ARTICOLO

━━━━━━━━━━━━━━━━

Giorni tranquilli per le Borse europee, che veleggiano in un trading range sul lato alto. Domina la cautela sugli avvenimenti internazionali, a iniziare dagli appuntamenti di domani, giovedì 18 luglio (con il voto di fiducia Ue sulla Commissione von der Leyen bis e la riunione della Bce sui tassi) e a proseguire con la risoluzione del difficile rebus sul nuovo governo francese. I mercati attendono queste scadenze, ma soprattutto la nuova stagione degli utili, che ingenera un’ondata di speranza e di ottimismo.
Attentato a Trump, le reazioni
Eppure, l’economia mondiale ha corso un pericolo molto forte. Se il proiettile che ha ferito Donald Trump lo avesse colpito in modo più grave, causandogli danni maggiori o addirittura mettendo a rischio la sua vita, la reazione dei cittadini americani sarebbe stata difficile da prevedere, forse drammatica. E avrebbe potuto causare danni irreparabili alla convivenza civile negli Usa, oltre a un probabile tracollo di Wall Street e, a stretto giro, di gran parte delle Borse mondiali. Invece l’atto terroristico – che ha purtroppo causato la morte di una persona – non ha avuto conseguenze sull’ordine pubblico americano. E le Borse si sono adeguate, mantenendo l’andamento normale.

━━━━━━━━━━━━━━━━

DATI FORNITI
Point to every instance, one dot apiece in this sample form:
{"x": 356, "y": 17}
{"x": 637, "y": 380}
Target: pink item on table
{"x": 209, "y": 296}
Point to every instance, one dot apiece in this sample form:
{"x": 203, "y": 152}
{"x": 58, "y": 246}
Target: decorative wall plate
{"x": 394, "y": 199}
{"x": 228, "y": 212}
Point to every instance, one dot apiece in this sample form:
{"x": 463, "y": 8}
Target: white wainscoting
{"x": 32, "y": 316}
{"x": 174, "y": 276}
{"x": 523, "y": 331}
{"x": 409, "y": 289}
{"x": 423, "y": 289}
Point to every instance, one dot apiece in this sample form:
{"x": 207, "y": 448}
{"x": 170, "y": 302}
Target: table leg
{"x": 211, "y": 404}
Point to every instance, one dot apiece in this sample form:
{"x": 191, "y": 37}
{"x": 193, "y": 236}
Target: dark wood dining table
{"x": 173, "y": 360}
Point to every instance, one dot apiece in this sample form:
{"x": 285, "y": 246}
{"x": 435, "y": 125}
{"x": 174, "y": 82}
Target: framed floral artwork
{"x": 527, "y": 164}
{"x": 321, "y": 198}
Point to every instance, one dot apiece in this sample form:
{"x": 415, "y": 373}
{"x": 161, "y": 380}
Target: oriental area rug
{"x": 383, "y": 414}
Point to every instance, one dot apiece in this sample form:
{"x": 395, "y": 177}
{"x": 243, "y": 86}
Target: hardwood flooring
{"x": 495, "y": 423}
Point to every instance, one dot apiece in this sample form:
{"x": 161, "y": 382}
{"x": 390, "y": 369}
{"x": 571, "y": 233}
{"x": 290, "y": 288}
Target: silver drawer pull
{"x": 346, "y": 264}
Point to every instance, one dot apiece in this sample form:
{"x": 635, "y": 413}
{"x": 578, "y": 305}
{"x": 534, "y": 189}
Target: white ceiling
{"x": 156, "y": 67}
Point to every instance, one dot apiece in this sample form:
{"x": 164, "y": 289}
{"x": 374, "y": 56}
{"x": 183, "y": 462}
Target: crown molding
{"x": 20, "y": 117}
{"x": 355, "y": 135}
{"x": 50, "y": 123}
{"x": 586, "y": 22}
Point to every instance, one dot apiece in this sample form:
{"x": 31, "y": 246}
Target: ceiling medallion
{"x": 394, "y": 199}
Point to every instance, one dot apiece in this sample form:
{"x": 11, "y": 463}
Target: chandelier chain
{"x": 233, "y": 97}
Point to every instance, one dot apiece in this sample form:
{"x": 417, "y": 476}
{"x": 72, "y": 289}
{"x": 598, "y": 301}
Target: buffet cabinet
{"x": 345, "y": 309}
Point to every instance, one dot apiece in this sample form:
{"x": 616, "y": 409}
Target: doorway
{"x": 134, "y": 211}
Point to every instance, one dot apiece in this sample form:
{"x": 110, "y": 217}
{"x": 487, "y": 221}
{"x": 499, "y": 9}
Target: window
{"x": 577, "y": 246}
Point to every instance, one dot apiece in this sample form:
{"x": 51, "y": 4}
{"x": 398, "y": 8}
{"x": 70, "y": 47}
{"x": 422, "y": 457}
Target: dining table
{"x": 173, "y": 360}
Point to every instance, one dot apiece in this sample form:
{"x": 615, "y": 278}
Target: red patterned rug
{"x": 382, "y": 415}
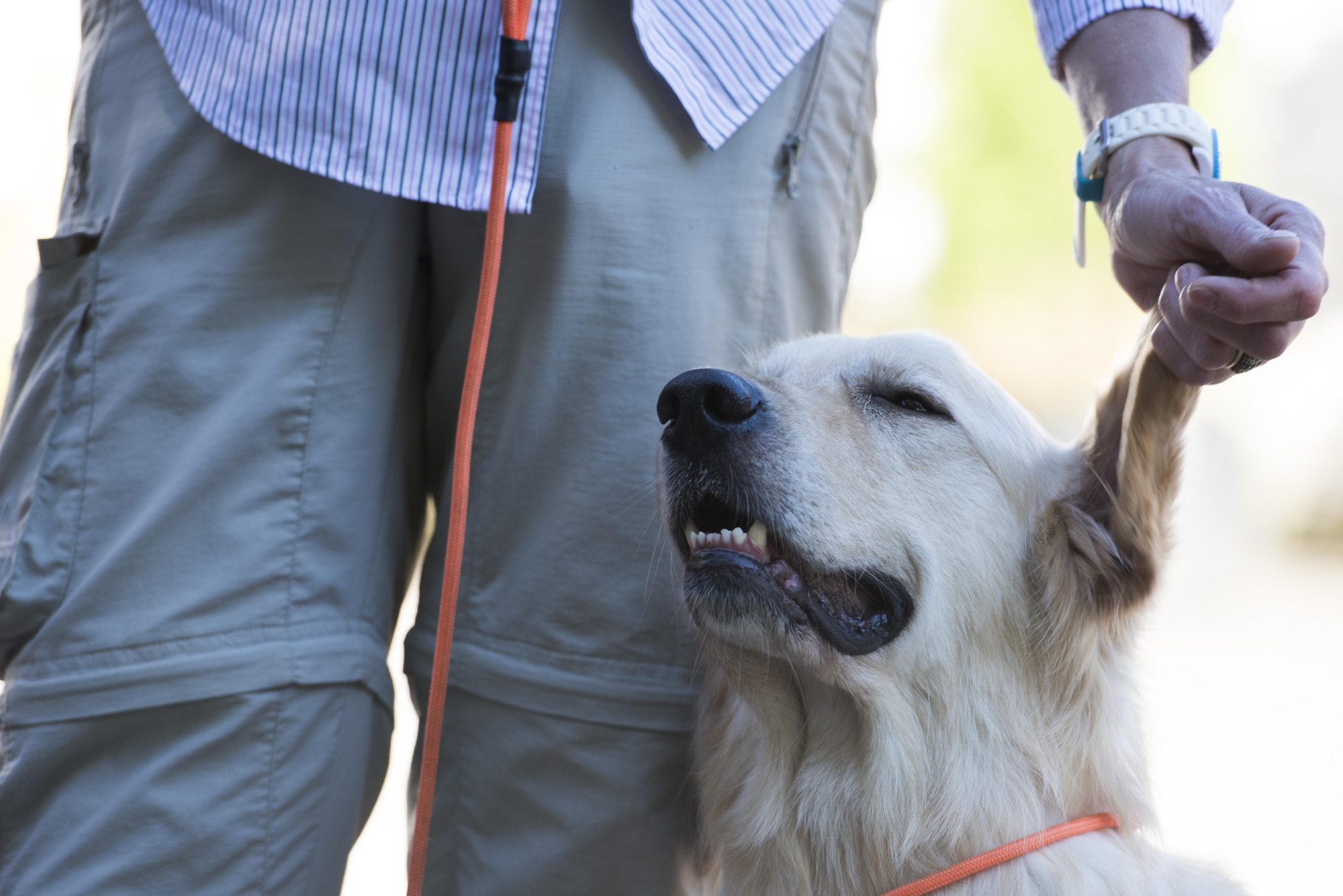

━━━━━━━━━━━━━━━━

IL COMPITO
Prosegui l'articolo sulle Borse europee partendo dalla sua ultima frase. Il materiale non ha alcun legame con l'articolo.

RISPOSTA
Commissione, l’ora della verità
Ora, come detto, è la volta della votazione su Ursula von der Leyen e la sua Commissione. Mentre stiamo scrivendo sono in corso febbrili consultazioni tra la presidente uscente e incaricata e le forze politiche: la maggioranza sbanda a destra e a sinistra, da un lato cercando di accaparrarsi il sostegno (o almeno la neutralità) delle forze conservatrici, dall’altro di incassare la fiducia dei verdi. Si pensa, insomma, a blindare il voto mettendo insieme una maggioranza-ratatouille, che però non promette di cambiare le procedure lente e obsolete delle macchinose istituzioni europee. La cui trasformazione sarebbe invece necessaria. L’Unione non farà passi avanti se rifiuterà di rivedere i vecchi principi di governance ancorati al passato (a cominciare dal patto di stabilità) che hanno contribuito al rallentamento economico dell’Europa rispetto alle altre macroaree del mondo. A causa della sua lentezza decisionale e scarsa reattività, il nostro continente è diventato un lento burosauro, e ha accumulato ritardi su ritardi, un po’ come il “gruppetto” dei velocisti sulle montagne hors categorie del Tour de France. Forse le cose potrebbero cambiare in caso di trasformazione radicale della maggioranza, ma questo è poco probabile: Ursula von der Leyen riceverà quasi sicuramente luce verde dall’emiciclo continentale, proseguendo le sue politiche economiche elitarie e poco attente alle esigenze del tessuto economico e produttivo.
Non succede. Ma se succede…
Se il programma della prossima Commissione dovesse ricalcare quello dei cinque anni precedenti, non sarebbe una passeggiata né per le aziende, né per i cittadini europei. Ma che cosa succederebbe se i franchi tiratori affossassero la commissione von der Leyen bis obbligando gli Stati membri dell’Unione a trovarsi un nuovo esecutivo? A lungo termine un’opportunità di sviluppo per l’economia reale, ma sul breve un probabile contraccolpo sulle Borse Ue, specialmente nei titoli bancari e finanziari. Quindi, per gli investitori può rivelarsi una scelta lungimirante stare fermi fino a votazione avvenuta e, in caso di bocciatura, investire sui titoli che dovessero subire un arretramento sostanzioso.
Bce, a quando il nuovo taglio?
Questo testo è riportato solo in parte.